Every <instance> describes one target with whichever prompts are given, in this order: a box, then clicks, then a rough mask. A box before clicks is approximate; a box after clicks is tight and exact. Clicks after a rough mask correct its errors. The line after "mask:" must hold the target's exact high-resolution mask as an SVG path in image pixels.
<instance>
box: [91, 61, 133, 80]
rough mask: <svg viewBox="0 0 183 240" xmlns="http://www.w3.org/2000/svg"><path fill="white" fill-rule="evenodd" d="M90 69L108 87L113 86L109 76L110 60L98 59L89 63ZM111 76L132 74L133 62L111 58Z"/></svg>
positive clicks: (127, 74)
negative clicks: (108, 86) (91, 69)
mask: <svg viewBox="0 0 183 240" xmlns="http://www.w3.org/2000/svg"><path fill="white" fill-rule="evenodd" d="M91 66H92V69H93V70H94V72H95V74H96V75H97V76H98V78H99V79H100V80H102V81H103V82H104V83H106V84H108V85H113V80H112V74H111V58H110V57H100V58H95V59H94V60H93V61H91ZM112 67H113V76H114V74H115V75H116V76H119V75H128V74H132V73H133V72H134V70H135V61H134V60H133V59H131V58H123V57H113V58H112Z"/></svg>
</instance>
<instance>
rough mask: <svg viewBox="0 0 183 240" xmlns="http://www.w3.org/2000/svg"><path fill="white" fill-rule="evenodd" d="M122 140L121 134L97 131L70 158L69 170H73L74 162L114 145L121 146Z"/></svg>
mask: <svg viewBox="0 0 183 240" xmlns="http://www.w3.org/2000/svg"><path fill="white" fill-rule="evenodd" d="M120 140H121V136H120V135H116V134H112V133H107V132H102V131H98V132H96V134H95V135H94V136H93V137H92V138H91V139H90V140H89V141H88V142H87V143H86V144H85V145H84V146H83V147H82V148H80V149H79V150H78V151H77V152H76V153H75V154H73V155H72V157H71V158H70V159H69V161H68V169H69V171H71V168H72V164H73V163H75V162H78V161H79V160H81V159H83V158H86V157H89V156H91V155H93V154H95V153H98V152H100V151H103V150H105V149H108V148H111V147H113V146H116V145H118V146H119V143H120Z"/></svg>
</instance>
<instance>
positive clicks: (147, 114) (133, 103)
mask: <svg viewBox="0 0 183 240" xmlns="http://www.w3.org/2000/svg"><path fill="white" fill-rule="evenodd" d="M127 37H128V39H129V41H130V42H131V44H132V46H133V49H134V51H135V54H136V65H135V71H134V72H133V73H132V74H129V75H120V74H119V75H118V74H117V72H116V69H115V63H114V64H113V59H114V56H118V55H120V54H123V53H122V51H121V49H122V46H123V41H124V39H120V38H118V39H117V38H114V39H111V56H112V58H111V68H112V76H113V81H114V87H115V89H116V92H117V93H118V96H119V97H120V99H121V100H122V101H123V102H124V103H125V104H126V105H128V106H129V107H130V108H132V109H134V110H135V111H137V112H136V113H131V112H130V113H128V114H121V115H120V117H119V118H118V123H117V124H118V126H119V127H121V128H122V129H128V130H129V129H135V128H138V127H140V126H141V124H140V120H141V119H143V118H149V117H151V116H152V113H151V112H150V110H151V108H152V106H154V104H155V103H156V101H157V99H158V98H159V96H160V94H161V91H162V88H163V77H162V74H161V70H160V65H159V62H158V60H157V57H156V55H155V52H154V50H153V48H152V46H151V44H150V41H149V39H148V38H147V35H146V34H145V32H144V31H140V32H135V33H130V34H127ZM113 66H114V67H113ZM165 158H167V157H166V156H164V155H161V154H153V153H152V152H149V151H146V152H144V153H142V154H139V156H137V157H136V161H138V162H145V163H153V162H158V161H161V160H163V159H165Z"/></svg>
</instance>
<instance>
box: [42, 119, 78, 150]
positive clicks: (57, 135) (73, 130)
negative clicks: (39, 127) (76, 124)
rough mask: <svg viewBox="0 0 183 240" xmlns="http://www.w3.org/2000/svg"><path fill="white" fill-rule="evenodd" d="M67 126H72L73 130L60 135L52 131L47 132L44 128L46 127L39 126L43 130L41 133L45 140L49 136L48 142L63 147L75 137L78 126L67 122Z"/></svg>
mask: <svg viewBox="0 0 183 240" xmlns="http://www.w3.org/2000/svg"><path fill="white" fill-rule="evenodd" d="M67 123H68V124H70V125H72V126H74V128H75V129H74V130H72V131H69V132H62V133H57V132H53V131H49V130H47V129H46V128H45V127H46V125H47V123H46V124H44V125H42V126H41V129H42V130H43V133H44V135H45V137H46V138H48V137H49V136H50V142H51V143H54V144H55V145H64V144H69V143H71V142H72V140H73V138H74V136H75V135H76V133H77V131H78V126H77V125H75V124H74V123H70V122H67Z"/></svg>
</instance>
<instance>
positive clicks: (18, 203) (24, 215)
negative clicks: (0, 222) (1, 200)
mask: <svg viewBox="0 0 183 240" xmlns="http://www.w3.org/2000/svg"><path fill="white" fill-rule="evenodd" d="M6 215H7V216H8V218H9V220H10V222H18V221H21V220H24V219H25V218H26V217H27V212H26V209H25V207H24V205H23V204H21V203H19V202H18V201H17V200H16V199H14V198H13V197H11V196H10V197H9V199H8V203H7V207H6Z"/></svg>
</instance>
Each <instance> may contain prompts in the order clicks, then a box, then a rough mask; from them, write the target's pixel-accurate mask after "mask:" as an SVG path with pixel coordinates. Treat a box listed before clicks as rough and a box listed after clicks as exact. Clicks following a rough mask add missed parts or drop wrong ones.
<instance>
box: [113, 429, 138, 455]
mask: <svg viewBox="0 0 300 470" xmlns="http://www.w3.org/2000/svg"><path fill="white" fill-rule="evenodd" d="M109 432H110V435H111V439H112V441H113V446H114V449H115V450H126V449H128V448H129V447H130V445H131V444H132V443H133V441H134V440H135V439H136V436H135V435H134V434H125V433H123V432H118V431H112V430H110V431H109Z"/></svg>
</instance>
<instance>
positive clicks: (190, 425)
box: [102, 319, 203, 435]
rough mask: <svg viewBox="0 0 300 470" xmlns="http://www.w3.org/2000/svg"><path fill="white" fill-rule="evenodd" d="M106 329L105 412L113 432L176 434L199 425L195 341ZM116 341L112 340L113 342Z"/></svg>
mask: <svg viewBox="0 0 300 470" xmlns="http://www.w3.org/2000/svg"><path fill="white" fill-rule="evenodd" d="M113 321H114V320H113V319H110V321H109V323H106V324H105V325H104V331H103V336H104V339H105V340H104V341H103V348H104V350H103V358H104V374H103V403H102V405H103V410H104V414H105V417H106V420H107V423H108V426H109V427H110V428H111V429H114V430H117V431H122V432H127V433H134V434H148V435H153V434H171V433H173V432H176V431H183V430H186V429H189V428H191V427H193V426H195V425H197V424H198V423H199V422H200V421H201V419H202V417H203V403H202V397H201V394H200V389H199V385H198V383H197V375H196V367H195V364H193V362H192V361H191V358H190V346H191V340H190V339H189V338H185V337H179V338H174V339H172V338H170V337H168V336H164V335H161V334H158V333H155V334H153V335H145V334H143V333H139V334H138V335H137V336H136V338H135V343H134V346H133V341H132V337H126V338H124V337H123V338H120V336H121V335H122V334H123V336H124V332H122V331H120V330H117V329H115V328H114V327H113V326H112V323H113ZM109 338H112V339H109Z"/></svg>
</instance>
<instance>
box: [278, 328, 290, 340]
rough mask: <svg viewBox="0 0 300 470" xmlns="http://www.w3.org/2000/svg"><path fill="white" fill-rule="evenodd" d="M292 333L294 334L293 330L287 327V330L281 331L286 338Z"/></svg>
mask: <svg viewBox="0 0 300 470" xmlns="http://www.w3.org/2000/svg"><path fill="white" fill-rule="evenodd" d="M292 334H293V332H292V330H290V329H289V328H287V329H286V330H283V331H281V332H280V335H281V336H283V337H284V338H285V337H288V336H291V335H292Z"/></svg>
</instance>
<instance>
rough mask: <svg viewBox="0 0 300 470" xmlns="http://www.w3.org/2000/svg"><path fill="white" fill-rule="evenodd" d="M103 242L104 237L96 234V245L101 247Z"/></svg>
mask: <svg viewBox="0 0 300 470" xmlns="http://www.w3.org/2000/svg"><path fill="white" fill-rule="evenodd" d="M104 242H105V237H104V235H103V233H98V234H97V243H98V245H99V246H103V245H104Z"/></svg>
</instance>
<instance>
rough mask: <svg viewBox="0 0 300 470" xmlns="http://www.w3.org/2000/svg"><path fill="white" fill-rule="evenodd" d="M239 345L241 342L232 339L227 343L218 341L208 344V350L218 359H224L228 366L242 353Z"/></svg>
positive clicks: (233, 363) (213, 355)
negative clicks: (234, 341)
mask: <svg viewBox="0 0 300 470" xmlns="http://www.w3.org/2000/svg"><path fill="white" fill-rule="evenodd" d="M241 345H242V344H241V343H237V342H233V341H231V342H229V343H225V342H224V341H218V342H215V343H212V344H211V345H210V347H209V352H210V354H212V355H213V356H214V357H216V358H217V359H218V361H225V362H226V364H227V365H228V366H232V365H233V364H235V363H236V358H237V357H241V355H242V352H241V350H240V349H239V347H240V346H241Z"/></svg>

• [Goal of the exercise]
Reproduce the data from its first line through the line containing "box: [91, 61, 133, 80]", substituting "loose" for "approximate" and changing nothing else.

• [Response to this task]
Every <instance> describes one target with whichever prompts are given, in this order: a box, then clicks, then a rough mask. A box before clicks is loose; a box after clicks is tight and exact. Clicks after a rough mask correct its errors. The line after "mask:" must hold the target's exact high-resolution mask as an SVG path in image pixels.
<instance>
box: [91, 61, 133, 80]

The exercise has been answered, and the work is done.